### [Task directions]
Quote the lines below exactly as they are.

### [Entries supplied]
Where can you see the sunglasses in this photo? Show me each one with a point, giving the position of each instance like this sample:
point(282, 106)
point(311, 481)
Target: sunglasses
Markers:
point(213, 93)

### [Exercise output]
Where can you see the sunglasses in this photo? Show me each one with a point, giving the position of each instance like this sample:
point(282, 106)
point(311, 481)
Target: sunglasses
Markers:
point(213, 93)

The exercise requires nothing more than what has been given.